Task goal:
Write down each entry again, exactly as it reads.
## start Data supplied
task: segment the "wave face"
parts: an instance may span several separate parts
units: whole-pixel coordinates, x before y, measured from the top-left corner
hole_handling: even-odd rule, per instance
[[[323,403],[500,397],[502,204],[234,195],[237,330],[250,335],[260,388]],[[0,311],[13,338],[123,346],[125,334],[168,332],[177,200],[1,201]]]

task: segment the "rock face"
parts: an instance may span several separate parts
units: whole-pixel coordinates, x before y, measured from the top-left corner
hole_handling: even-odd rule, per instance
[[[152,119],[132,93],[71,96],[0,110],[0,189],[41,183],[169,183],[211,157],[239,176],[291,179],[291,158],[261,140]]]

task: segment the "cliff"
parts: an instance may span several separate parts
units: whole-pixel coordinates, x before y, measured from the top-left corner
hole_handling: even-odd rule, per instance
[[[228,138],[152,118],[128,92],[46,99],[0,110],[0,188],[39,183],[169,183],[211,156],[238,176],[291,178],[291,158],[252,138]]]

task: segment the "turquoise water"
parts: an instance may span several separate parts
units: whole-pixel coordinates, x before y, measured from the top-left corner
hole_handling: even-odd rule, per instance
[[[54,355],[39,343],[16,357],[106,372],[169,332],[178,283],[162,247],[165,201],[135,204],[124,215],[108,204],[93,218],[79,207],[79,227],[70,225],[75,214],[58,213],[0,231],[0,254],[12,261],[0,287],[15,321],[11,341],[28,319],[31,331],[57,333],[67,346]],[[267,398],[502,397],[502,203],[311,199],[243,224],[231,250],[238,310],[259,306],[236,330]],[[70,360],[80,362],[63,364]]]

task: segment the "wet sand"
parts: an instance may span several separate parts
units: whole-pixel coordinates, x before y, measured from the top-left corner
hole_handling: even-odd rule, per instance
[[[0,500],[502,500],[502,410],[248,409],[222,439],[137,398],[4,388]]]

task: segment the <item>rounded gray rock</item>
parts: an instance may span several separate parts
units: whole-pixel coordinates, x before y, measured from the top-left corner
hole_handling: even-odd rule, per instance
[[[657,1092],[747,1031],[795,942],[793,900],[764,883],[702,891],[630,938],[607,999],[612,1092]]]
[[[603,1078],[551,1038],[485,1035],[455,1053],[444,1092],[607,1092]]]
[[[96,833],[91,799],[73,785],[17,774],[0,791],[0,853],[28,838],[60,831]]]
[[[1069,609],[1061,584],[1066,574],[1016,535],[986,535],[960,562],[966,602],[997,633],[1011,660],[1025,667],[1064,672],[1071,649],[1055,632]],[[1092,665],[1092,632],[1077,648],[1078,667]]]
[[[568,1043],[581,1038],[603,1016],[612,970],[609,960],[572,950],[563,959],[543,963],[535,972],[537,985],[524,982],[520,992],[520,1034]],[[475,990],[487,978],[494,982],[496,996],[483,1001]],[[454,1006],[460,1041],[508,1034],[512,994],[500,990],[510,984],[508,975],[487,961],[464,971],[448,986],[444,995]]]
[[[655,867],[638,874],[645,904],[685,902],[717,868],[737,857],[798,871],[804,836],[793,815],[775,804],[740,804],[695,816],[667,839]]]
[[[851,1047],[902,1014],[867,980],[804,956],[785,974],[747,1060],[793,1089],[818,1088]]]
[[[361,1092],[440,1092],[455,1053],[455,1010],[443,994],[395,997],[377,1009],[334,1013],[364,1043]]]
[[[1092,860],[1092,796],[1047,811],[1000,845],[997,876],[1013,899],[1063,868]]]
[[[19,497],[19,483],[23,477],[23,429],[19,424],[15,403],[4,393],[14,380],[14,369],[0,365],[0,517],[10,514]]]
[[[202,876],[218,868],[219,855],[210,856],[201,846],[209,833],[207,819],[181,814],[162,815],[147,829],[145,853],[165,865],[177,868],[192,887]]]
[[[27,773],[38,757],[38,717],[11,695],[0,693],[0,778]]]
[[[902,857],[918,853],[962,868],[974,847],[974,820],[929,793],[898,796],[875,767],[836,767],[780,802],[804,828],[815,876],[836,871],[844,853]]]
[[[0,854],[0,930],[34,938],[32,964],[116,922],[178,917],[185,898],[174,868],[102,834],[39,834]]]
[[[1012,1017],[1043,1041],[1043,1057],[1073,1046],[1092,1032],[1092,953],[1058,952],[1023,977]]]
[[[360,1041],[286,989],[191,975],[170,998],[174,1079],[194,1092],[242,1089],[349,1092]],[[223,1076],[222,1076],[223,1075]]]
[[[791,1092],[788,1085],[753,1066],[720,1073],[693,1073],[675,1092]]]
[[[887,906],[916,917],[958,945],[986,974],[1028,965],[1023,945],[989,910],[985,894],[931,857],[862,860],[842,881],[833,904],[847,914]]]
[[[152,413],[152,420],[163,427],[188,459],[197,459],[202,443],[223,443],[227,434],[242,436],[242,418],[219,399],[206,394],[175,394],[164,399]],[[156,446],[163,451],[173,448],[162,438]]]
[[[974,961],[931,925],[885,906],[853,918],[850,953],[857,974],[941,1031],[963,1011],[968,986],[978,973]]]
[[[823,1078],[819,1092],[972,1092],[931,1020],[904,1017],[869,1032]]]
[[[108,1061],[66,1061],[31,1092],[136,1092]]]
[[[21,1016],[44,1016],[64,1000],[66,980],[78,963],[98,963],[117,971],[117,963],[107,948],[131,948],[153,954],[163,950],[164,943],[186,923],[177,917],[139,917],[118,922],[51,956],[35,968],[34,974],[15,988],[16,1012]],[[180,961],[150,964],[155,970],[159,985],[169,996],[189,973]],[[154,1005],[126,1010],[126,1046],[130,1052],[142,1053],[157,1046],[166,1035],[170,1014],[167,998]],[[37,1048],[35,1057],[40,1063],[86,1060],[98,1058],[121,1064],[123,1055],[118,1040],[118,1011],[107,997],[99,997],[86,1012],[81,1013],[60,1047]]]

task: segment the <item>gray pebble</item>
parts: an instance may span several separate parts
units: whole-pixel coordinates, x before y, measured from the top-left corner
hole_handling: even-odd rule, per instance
## end Data supplied
Answer to this exercise:
task: segment the "wave face"
parts: an instance may span several separate parts
units: whole-pixel coordinates, x before y, measured from the top-left corner
hole_handling: even-odd rule, per instance
[[[323,403],[500,397],[502,204],[234,195],[237,330],[250,335],[260,388]],[[0,311],[13,338],[123,346],[125,334],[168,332],[177,200],[1,201]]]

task: segment the "rock face"
parts: an instance may span several separate parts
units: whole-pixel coordinates, x before y, measured from the top-left corner
hole_handling: even-odd rule, per instance
[[[152,119],[132,93],[71,96],[0,110],[0,189],[41,183],[169,183],[211,157],[239,176],[291,179],[291,158],[261,140]]]

task: segment the "cliff"
parts: an instance may span several separate parts
units: whole-pixel coordinates, x before y, measured from the top-left corner
hole_handling: even-odd rule, per instance
[[[228,138],[152,118],[128,92],[46,99],[0,110],[0,188],[39,183],[169,183],[211,156],[238,176],[291,178],[291,158],[252,138]]]

task: segment the "turquoise water"
parts: an instance may span several separate parts
units: whole-pixel coordinates, x before y, measured from the top-left corner
hole_handling: even-odd rule, per instance
[[[54,355],[39,343],[16,357],[106,372],[169,332],[178,283],[162,247],[165,201],[135,204],[124,215],[108,204],[93,218],[79,207],[79,227],[70,225],[75,214],[58,213],[0,231],[0,254],[12,261],[0,287],[15,321],[11,341],[28,319],[31,331],[57,333],[67,346]],[[267,398],[502,397],[502,203],[311,199],[243,224],[231,250],[238,310],[259,306],[236,330]],[[70,360],[80,362],[63,364]]]

task: segment the "wet sand"
parts: an instance may span several separate parts
units: whole-pixel coordinates, x before y, measured from the top-left corner
hole_handling: even-odd rule, per instance
[[[0,500],[502,500],[502,410],[248,409],[222,439],[137,398],[4,388]]]

task: segment the <item>rounded gray rock</item>
parts: an instance may span several separate parts
units: whole-pixel coordinates, x before y, measured from the top-left corner
hole_handling: even-odd rule, per instance
[[[657,1092],[747,1031],[795,942],[793,900],[764,883],[702,891],[630,938],[607,999],[612,1092]]]
[[[603,1078],[551,1038],[485,1035],[455,1053],[444,1092],[607,1092]]]
[[[96,833],[91,799],[73,785],[17,774],[0,791],[0,853],[28,838],[60,831]]]
[[[1069,609],[1061,584],[1066,574],[1016,535],[986,535],[960,562],[966,602],[997,633],[1011,660],[1025,667],[1064,672],[1071,649],[1055,632]],[[1092,665],[1092,632],[1077,648],[1078,667]]]
[[[568,1043],[581,1038],[603,1016],[612,970],[609,960],[572,950],[563,959],[543,963],[535,972],[537,985],[524,982],[520,992],[520,1034]],[[475,990],[487,978],[494,982],[496,996],[483,1001]],[[454,1006],[460,1041],[508,1034],[512,994],[500,990],[510,984],[508,975],[487,961],[464,971],[448,986],[444,995]]]
[[[655,867],[638,874],[645,904],[685,902],[717,868],[737,857],[798,871],[804,836],[793,815],[775,804],[740,804],[695,816],[667,839]]]
[[[851,1047],[902,1014],[867,980],[804,956],[785,974],[747,1060],[793,1089],[818,1088]]]
[[[361,1092],[440,1092],[455,1053],[455,1010],[443,994],[395,997],[377,1009],[334,1013],[364,1043]]]
[[[1092,860],[1092,796],[1047,811],[1000,845],[997,876],[1013,899],[1063,868]]]
[[[19,497],[19,483],[23,477],[23,429],[19,424],[15,403],[4,393],[14,380],[14,369],[0,365],[0,517],[10,514]]]
[[[202,876],[218,868],[219,855],[210,856],[201,846],[209,833],[207,819],[181,814],[162,815],[147,829],[145,853],[165,865],[177,868],[192,887]]]
[[[27,773],[38,757],[38,717],[11,695],[0,693],[0,778]]]
[[[902,857],[918,853],[962,868],[974,847],[974,820],[929,793],[898,796],[875,767],[836,767],[780,802],[804,828],[815,876],[836,871],[844,853]]]
[[[0,854],[0,930],[34,938],[32,964],[116,922],[178,917],[185,898],[174,868],[102,834],[39,834]]]
[[[1012,1017],[1043,1041],[1043,1057],[1073,1046],[1092,1032],[1092,953],[1058,952],[1023,977]]]
[[[360,1041],[286,989],[191,975],[170,998],[174,1079],[194,1092],[242,1089],[349,1092]],[[223,1076],[222,1076],[223,1075]]]
[[[791,1092],[788,1085],[753,1066],[720,1073],[693,1073],[675,1092]]]
[[[887,906],[916,917],[958,945],[986,974],[1028,965],[1023,945],[989,910],[985,894],[931,857],[862,860],[842,881],[833,904],[847,914]]]
[[[152,413],[152,420],[163,427],[188,459],[197,459],[202,443],[223,443],[227,434],[242,436],[242,418],[219,399],[206,394],[175,394],[164,399]],[[156,446],[163,451],[173,448],[162,438]]]
[[[974,961],[931,925],[885,906],[853,918],[850,953],[857,974],[941,1031],[963,1011],[968,986],[978,973]]]
[[[823,1078],[819,1092],[972,1092],[931,1020],[904,1017],[869,1032]]]
[[[108,1061],[66,1061],[31,1092],[136,1092]]]
[[[21,1016],[44,1016],[64,1000],[66,980],[78,963],[98,963],[117,971],[117,963],[107,948],[131,948],[153,954],[163,950],[164,943],[186,923],[177,917],[139,917],[118,922],[51,956],[35,968],[34,974],[15,988],[16,1012]],[[180,961],[150,964],[155,970],[159,985],[169,996],[189,973]],[[154,1005],[126,1010],[126,1046],[130,1052],[142,1053],[157,1046],[166,1035],[170,1014],[167,998]],[[37,1048],[35,1057],[40,1063],[86,1060],[98,1058],[121,1064],[123,1055],[118,1040],[118,1011],[107,997],[99,997],[86,1012],[81,1013],[60,1047]]]

task: segment the <item>gray pebble</item>
parts: an instance may span several separate parts
units: whole-pixel coordinates, x before y, measured from the top-left corner
hole_handling: even-odd rule, per instance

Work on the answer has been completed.